> **Exercise objective**:
Reproduce every line of the data in the stretch from the line containing "Every instance of the lake surface" through the line containing "pixel 59 26", both included, and nothing else. Adjust each coordinate in the answers by -102.
******
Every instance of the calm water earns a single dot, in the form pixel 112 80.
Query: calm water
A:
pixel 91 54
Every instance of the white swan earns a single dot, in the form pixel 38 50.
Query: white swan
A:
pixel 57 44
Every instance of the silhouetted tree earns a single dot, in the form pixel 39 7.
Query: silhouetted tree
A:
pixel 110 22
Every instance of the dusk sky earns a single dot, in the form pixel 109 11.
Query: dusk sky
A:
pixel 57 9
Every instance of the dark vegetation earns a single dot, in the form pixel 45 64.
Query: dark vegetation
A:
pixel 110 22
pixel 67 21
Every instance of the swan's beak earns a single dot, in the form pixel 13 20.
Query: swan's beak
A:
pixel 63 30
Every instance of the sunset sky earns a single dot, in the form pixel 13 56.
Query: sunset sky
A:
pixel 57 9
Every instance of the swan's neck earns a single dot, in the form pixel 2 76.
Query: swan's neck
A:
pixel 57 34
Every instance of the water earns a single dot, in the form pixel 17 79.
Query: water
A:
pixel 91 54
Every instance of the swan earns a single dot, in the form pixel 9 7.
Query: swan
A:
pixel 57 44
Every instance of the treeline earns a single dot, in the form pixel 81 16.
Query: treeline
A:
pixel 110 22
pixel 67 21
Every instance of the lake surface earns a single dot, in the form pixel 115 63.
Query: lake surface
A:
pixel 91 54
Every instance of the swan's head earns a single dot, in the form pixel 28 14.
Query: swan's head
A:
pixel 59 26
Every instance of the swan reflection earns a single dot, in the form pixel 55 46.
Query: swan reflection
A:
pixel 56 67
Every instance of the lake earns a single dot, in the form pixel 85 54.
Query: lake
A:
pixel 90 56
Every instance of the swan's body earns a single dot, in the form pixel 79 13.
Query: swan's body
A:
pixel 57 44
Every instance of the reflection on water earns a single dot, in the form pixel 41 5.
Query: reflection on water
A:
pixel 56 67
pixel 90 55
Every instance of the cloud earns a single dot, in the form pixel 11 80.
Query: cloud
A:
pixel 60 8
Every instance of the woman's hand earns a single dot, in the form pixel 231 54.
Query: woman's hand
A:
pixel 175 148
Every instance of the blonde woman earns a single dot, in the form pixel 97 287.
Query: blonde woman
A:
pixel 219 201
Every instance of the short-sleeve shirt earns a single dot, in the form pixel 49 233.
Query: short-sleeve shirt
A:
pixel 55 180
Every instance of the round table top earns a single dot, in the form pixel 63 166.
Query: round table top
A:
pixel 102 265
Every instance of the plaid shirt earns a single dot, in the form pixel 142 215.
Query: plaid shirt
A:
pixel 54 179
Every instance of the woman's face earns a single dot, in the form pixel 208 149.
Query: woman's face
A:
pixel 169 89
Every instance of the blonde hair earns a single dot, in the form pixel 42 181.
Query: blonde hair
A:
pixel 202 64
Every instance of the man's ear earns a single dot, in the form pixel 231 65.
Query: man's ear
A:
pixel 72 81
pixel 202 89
******
> **Reply to the exercise**:
Every instance of the lake surface earns a single dot, in the form pixel 115 63.
Query: lake surface
A:
pixel -11 -48
Every instance of the swan's head earns a single dot, in the form pixel 28 14.
Query: swan's head
A:
pixel -43 -76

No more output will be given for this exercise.